EXERCISE MATERIAL: Begin

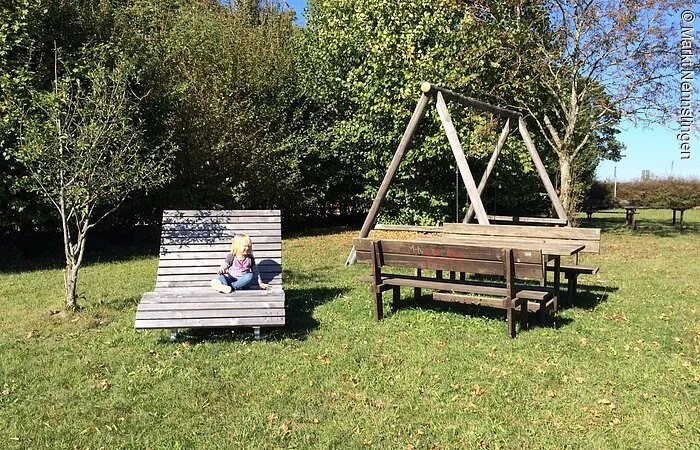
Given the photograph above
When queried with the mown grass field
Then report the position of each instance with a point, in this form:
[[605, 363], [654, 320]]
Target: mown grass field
[[621, 371]]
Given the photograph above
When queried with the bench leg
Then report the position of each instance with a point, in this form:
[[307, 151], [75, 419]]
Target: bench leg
[[510, 323], [396, 297], [571, 287], [378, 305], [417, 291], [523, 315]]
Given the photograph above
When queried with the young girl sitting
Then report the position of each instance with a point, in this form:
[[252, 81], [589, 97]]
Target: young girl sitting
[[238, 269]]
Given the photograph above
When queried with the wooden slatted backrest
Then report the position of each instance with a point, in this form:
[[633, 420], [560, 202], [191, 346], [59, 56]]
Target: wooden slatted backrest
[[590, 237], [453, 258], [194, 244]]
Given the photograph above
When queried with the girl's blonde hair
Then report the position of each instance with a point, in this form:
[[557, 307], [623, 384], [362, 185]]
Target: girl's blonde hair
[[239, 241]]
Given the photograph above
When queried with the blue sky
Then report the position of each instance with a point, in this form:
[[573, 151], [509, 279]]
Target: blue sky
[[653, 148]]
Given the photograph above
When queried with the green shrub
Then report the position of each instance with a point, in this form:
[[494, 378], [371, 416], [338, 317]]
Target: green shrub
[[661, 192]]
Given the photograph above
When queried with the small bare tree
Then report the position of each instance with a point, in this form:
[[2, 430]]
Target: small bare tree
[[84, 152], [601, 60]]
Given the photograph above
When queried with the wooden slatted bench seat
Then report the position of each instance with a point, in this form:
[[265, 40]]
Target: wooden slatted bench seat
[[590, 237], [507, 264], [193, 245]]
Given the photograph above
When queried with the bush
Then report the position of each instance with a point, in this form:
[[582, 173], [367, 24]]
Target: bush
[[661, 192]]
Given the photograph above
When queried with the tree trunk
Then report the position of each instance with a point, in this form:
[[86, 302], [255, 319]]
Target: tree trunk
[[70, 279], [565, 185]]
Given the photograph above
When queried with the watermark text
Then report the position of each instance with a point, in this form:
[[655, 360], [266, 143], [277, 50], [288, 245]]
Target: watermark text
[[685, 114]]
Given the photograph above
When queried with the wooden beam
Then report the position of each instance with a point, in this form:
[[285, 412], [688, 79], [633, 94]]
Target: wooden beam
[[413, 228], [391, 172], [553, 196], [489, 167], [432, 89], [462, 163]]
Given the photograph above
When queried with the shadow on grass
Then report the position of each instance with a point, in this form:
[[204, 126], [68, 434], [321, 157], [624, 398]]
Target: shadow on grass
[[301, 304], [616, 223], [588, 297], [426, 302], [44, 251]]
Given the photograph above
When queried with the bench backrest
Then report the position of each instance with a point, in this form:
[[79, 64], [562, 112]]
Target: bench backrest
[[590, 237], [453, 258], [194, 244]]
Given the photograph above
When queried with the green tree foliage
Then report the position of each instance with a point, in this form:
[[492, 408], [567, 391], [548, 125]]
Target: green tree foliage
[[364, 62], [661, 192], [19, 30], [221, 87], [83, 149]]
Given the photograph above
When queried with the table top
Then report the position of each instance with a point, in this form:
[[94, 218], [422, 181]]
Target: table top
[[547, 247]]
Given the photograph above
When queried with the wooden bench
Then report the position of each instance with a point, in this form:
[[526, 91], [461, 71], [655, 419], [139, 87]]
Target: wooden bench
[[590, 237], [193, 245], [507, 264]]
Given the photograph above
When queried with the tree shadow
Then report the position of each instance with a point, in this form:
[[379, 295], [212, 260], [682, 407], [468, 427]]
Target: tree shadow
[[588, 296], [300, 306], [427, 303], [44, 251]]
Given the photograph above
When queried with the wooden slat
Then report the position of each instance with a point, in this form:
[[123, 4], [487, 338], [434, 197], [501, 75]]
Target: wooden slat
[[416, 228], [522, 231], [203, 213], [200, 306], [475, 287], [208, 313], [252, 295], [403, 247], [222, 227], [215, 260], [201, 285], [479, 266], [521, 219], [561, 247]]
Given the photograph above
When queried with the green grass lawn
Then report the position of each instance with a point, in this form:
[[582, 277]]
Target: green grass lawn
[[621, 371]]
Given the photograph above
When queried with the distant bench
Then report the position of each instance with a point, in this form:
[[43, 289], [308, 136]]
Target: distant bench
[[193, 245], [508, 264], [590, 237]]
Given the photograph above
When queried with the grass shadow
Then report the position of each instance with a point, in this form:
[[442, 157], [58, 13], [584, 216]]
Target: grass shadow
[[300, 305], [427, 303], [589, 297]]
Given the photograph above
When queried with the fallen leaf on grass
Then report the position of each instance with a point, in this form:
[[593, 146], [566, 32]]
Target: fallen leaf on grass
[[476, 390]]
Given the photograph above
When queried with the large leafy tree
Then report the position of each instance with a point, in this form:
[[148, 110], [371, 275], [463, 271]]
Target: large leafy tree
[[83, 150], [364, 63], [221, 87]]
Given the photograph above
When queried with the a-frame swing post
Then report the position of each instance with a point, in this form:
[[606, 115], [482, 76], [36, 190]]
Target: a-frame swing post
[[489, 168], [541, 170], [391, 172], [462, 163]]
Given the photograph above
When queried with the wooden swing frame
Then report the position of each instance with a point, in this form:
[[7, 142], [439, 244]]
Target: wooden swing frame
[[476, 208]]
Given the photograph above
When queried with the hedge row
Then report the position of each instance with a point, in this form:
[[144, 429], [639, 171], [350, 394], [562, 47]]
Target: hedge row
[[654, 193]]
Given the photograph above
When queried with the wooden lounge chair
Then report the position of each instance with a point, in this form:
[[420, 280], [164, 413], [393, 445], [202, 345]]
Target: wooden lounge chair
[[193, 245]]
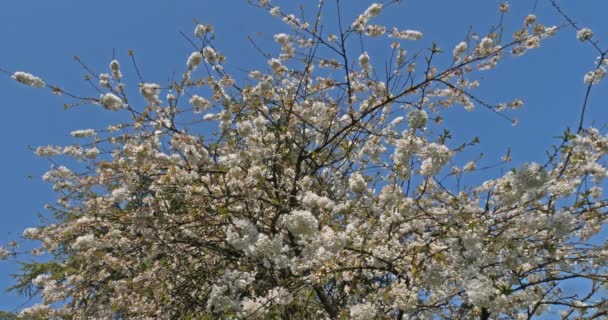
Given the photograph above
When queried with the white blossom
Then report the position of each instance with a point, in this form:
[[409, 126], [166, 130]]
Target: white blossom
[[28, 79], [111, 101], [584, 34], [301, 223], [194, 60]]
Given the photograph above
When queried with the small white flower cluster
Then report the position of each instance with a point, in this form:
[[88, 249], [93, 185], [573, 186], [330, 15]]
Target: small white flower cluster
[[406, 34], [194, 60], [373, 10], [28, 79], [115, 67], [437, 155], [210, 55], [595, 76], [150, 92], [111, 101], [313, 201], [503, 7], [200, 104], [460, 49], [480, 292], [364, 62], [84, 242], [417, 119], [83, 133], [357, 183], [584, 34], [363, 311], [301, 223]]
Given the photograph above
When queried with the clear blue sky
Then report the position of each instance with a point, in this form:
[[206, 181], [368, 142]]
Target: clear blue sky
[[42, 36]]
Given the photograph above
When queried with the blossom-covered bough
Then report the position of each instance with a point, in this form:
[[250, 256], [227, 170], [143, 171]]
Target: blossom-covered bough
[[321, 191]]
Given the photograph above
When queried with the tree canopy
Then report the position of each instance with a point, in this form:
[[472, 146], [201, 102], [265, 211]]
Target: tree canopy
[[320, 187]]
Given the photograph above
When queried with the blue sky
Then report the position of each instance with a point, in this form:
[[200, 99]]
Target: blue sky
[[42, 36]]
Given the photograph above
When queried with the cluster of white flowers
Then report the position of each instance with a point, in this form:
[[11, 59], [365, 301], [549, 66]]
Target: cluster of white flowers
[[83, 133], [460, 49], [301, 223], [194, 60], [436, 156], [360, 23], [406, 34], [115, 67], [595, 76], [417, 119], [200, 104], [363, 311], [28, 79], [111, 101], [584, 34], [150, 92]]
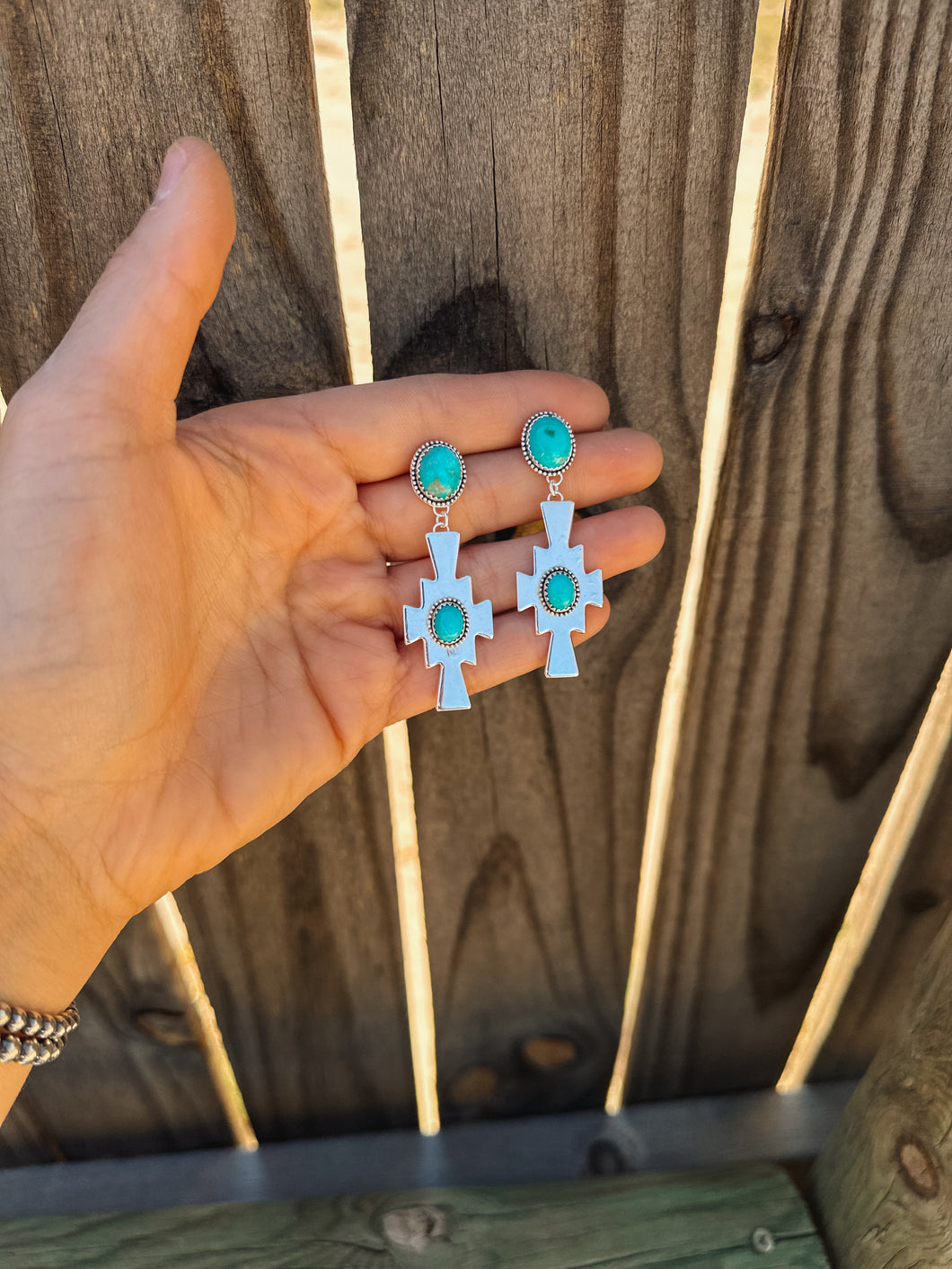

EXERCISE MATERIAL: End

● ASSIGNMENT
From the line holding "Target: green grass lawn" to the line holding "[[420, 280], [164, 413], [393, 445], [202, 345]]", inclusive, restate each line above exactly as written.

● YOUR RESPONSE
Target: green grass lawn
[[621, 371]]
Given the photograph above
When queried with the distant bench
Then report the position of each instance with a point, in this form:
[[43, 289], [308, 136]]
Target: distant bench
[[193, 245], [508, 264], [590, 237]]
Given the photograph above
When queried with the grass shadow
Then report the position of each instance with a point, in this form:
[[442, 157], [58, 13], [584, 216]]
Target: grass shadow
[[300, 305], [427, 303], [589, 297]]
Given the photograph above
When queried with the fallen leaf on grass
Then report the position of each instance with a point, in this form:
[[593, 146], [566, 32]]
Target: fallen leaf on grass
[[476, 390]]
Given the photograph above
When queried with the large leafy tree
Then report the position of each instance with a point, in this form:
[[148, 110], [371, 275], [463, 271]]
Target: large leafy tree
[[83, 150], [364, 63], [221, 87]]
Given the photograph above
When queried with the a-frame swing post
Then report the position of each instance with a point, in this form:
[[606, 115], [482, 76], [36, 190]]
Target: a-frame swing post
[[489, 168], [541, 170], [391, 172], [462, 163]]
Given the photograph above
When queried with the wooden swing frame
Then report the position of each instance with a point, in this form:
[[7, 142], [439, 244]]
Target: wooden swing frame
[[476, 208]]
Given the photograph above
When queried with the hedge row
Then report the position of each instance with a point, in this form:
[[144, 429], [639, 171], [350, 394], [562, 47]]
Target: hedge row
[[654, 193]]
Given the photograph above
When queried with the wooden lounge chair
Then report the position of each instance with a point, in this form:
[[420, 280], [164, 413], [393, 445], [202, 345]]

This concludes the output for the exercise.